Point labeling examples:
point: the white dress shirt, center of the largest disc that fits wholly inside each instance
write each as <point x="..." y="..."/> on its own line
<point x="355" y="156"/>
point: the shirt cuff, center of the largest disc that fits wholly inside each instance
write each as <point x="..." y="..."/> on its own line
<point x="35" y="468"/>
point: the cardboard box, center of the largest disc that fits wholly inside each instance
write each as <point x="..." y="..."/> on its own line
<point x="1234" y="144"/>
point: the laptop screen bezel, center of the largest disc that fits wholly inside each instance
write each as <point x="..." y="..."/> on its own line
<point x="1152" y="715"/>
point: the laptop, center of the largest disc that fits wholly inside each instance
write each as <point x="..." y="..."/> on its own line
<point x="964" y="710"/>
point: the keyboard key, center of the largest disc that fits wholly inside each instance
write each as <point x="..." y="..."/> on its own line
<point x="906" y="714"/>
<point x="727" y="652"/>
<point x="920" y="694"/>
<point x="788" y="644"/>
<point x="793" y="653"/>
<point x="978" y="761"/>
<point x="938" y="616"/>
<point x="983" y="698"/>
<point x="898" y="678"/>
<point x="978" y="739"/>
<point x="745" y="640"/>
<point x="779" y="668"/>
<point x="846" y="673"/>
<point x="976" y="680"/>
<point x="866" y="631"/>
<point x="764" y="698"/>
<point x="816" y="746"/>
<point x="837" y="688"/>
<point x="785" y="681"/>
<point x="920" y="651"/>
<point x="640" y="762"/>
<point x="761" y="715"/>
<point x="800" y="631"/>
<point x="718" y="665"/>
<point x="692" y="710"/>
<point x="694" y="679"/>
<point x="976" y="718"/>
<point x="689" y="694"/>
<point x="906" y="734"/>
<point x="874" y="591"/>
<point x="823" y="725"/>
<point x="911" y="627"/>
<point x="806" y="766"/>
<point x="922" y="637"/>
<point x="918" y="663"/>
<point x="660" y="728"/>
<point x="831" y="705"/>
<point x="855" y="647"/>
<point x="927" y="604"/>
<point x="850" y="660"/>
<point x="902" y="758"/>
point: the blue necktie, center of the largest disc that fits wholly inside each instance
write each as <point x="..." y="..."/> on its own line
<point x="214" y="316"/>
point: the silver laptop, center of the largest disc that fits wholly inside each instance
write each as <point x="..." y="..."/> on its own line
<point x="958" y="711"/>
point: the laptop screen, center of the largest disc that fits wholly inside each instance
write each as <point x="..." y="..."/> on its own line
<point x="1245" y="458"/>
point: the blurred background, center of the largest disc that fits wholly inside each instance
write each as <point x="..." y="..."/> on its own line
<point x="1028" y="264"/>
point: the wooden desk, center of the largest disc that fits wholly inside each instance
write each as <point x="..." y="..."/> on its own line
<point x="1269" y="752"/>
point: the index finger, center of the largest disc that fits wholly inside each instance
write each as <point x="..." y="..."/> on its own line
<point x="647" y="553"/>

WORK TO BE COMPLETED:
Rewrite the stretch from the line containing "point: the wooden" through the end of the listing as a Markdown table with the columns Row and Line, numbering each line and leaving out blank lines.

RESULT BELOW:
| Row | Line |
|---|---|
| 1 | point: the wooden desk, center of the largest disc that fits wholly inside each instance |
| 2 | write each as <point x="..." y="..."/> on its own line |
| 3 | <point x="1269" y="752"/> |
| 4 | point: the index finger, center of the largest disc that fits wholly inside each instance |
| 5 | write each as <point x="..." y="..."/> on its own line |
| 6 | <point x="647" y="553"/> |